▶ **Do this**
Copy out the passage on the finale of Beethoven's Fifth Symphony word for word, keeping both paragraphs.

++++ Selection

The triumphant and exhilarating finale is written in an unusual variant of sonata form: at the end of the development section, the music halts on a dominant cadence, played fortissimo, and the music continues after a pause with a quiet reprise of the "horn theme" of the scherzo movement. The recapitulation is then introduced by a crescendo coming out of the last bars of the interpolated scherzo section, just as the same music was introduced at the opening of the movement. The interruption of the finale with material from the third "dance" movement was pioneered by Haydn, who had done the same in his Symphony No. 46 in B, from 1772. It is unknown whether Beethoven was familiar with this work or not.

The Fifth Symphony finale includes a very long coda, in which the main themes of the movement are played in temporally compressed form. Towards the end the tempo is increased to presto. The symphony ends with 29 bars of C major chords, played fortissimo. In The Classical Style, Charles Rosen suggests that this ending reflects Beethoven's sense of proportions: the "unbelievably long" pure C major cadence is needed "to ground the extreme tension of [this] immense work."

++++++++
++++ Data lines

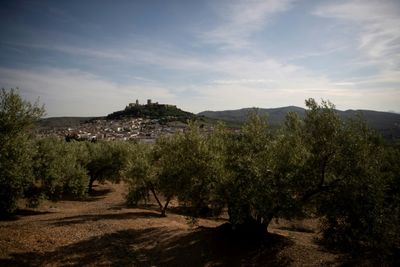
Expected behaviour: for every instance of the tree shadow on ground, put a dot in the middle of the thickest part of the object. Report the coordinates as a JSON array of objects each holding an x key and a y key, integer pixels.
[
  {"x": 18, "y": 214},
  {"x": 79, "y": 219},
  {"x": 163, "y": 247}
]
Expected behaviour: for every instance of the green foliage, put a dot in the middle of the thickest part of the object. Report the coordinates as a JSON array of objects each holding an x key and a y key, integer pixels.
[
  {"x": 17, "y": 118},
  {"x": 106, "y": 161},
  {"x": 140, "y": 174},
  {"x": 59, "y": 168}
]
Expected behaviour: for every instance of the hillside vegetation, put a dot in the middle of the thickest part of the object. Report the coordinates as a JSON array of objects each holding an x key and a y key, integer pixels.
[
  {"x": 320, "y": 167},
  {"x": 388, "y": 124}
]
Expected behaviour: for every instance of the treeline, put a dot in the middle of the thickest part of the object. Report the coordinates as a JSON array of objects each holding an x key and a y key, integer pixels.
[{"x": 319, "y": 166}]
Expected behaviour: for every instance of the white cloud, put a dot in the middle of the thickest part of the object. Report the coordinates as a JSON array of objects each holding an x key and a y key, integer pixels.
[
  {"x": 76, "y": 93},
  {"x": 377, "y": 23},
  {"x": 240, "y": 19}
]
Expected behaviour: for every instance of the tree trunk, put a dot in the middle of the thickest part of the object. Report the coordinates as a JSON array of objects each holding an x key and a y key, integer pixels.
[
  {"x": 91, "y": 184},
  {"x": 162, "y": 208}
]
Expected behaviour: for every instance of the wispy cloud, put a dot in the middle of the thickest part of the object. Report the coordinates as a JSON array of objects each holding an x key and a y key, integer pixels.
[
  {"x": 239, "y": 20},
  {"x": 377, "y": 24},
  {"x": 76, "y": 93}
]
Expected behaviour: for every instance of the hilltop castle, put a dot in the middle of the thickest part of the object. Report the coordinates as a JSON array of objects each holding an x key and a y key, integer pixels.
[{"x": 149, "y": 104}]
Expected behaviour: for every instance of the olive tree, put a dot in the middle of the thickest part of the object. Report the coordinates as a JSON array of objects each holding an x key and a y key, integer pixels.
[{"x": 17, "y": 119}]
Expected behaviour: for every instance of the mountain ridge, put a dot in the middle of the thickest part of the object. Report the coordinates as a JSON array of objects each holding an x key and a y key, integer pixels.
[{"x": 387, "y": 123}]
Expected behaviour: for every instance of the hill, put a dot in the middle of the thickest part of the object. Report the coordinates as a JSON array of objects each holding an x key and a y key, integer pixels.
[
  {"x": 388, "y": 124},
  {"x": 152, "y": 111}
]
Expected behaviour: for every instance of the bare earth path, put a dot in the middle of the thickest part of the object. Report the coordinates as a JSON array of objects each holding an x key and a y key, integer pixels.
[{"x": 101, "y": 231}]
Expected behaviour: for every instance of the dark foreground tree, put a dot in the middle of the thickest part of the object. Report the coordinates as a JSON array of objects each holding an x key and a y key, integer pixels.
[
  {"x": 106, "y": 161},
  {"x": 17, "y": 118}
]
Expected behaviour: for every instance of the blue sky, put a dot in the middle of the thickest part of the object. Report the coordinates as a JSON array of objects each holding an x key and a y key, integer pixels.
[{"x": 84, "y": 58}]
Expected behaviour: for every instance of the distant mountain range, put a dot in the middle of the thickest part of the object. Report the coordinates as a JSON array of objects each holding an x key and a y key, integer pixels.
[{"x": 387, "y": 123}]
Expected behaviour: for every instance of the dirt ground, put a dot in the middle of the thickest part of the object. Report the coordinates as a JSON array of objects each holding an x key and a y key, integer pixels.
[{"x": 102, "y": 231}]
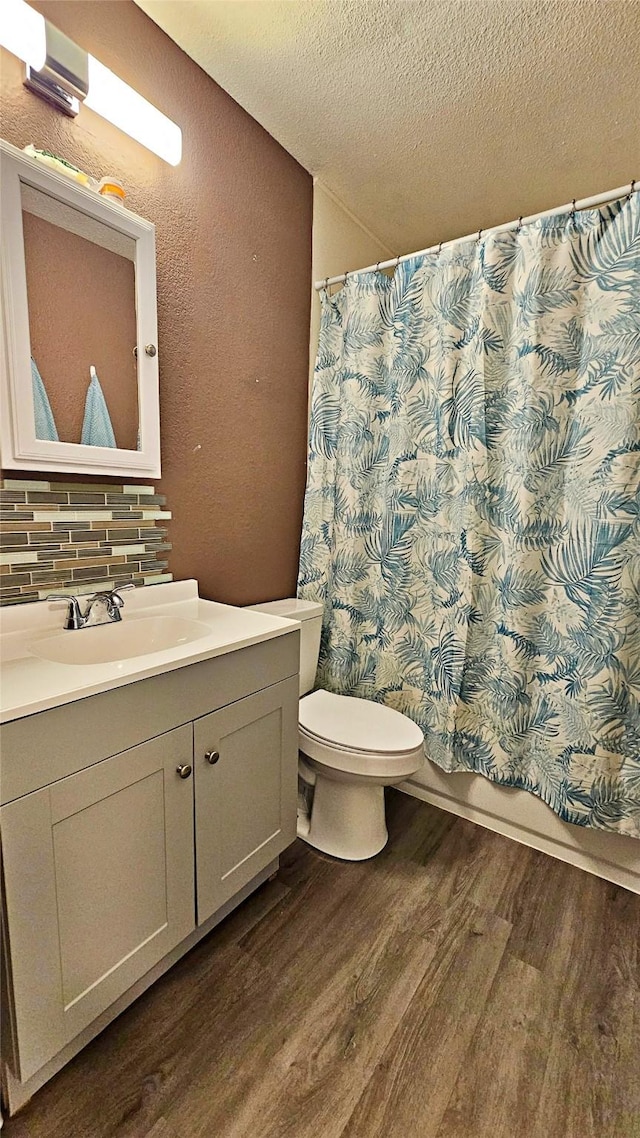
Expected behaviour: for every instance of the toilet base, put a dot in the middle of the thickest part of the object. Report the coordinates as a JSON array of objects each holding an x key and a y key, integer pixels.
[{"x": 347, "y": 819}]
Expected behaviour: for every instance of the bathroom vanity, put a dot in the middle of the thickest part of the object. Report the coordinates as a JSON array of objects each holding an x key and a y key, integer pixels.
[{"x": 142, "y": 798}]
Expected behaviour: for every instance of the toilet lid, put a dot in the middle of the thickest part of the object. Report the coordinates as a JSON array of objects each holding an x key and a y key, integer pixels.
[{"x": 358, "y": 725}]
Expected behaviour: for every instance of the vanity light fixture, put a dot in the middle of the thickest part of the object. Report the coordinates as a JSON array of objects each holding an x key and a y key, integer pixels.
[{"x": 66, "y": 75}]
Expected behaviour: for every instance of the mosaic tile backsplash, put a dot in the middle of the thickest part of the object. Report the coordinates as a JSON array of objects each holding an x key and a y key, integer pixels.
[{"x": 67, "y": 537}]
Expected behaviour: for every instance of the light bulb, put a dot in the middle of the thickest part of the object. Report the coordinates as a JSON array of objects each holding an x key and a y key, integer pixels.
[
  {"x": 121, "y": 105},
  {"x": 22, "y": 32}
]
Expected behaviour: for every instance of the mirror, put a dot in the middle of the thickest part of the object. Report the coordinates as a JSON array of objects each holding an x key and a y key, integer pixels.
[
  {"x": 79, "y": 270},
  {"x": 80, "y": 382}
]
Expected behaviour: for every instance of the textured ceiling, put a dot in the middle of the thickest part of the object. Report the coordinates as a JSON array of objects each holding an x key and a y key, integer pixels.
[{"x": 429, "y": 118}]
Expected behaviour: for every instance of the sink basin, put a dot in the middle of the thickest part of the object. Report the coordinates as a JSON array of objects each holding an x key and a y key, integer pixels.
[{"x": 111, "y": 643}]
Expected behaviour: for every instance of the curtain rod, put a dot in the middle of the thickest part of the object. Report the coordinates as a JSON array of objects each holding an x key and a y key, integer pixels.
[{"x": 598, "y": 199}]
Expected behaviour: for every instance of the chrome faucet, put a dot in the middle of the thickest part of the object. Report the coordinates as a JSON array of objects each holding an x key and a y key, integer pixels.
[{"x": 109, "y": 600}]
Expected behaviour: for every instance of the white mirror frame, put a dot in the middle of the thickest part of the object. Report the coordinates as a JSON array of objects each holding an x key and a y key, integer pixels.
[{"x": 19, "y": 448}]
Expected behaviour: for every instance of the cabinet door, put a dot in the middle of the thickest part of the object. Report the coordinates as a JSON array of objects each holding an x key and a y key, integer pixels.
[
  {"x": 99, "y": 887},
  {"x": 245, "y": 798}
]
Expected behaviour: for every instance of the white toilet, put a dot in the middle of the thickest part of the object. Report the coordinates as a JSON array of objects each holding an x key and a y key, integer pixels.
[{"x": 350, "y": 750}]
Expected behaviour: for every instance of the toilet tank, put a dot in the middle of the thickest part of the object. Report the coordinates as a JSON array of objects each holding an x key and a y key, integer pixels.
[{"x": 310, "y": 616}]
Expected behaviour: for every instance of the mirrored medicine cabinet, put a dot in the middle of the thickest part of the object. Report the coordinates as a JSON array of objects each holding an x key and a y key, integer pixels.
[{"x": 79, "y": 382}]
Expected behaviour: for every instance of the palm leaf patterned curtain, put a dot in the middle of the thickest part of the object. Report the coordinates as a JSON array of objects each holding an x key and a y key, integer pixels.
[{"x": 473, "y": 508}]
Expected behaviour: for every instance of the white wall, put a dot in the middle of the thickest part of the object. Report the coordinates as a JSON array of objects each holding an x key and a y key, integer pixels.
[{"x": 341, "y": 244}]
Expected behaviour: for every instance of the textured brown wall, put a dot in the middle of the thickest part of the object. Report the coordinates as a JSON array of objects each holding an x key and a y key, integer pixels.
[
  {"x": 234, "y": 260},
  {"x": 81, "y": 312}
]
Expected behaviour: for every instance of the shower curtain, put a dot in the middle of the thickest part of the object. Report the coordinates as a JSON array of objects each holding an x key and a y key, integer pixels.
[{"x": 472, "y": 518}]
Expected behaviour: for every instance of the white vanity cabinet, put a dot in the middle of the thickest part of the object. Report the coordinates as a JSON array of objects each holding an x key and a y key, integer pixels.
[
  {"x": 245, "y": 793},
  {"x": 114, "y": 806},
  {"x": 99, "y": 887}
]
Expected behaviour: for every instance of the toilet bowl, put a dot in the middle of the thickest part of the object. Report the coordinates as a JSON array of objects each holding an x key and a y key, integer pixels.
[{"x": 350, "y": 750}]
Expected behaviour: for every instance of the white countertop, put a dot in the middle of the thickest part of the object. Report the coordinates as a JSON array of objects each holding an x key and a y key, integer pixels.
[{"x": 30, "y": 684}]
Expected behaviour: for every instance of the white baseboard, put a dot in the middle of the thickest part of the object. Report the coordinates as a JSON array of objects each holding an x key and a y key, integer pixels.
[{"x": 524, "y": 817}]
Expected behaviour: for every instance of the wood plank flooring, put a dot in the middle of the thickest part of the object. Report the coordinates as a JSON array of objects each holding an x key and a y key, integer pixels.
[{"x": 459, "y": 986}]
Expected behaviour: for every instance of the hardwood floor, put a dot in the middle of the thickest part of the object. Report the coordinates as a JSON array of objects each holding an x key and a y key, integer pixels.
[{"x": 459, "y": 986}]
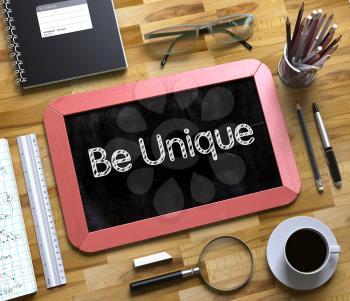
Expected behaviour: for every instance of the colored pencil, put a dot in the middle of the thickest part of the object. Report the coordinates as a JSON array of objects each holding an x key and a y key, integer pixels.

++++++++

▶ **Output of the exercise**
The triumphant and exhilarating finale is written in an unusual variant of sonata form: at the end of the development section, the music halts on a dominant cadence, played fortissimo, and the music continues after a pause with a quiet reprise of the "horn theme" of the scherzo movement. The recapitulation is then introduced by a crescendo coming out of the last bars of the interpolated scherzo section, just as the same music was introduced at the opening of the movement. The interruption of the finale with material from the third "dance" movement was pioneered by Haydn, who had done the same in his Symphony No. 46 in B, from 1772. It is unknown whether Beethoven was familiar with this work or not.

The Fifth Symphony finale includes a very long coda, in which the main themes of the movement are played in temporally compressed form. Towards the end the tempo is increased to presto. The symphony ends with 29 bars of C major chords, played fortissimo. In The Classical Style, Charles Rosen suggests that this ending reflects Beethoven's sense of proportions: the "unbelievably long" pure C major cadence is needed "to ground the extreme tension of [this] immense work."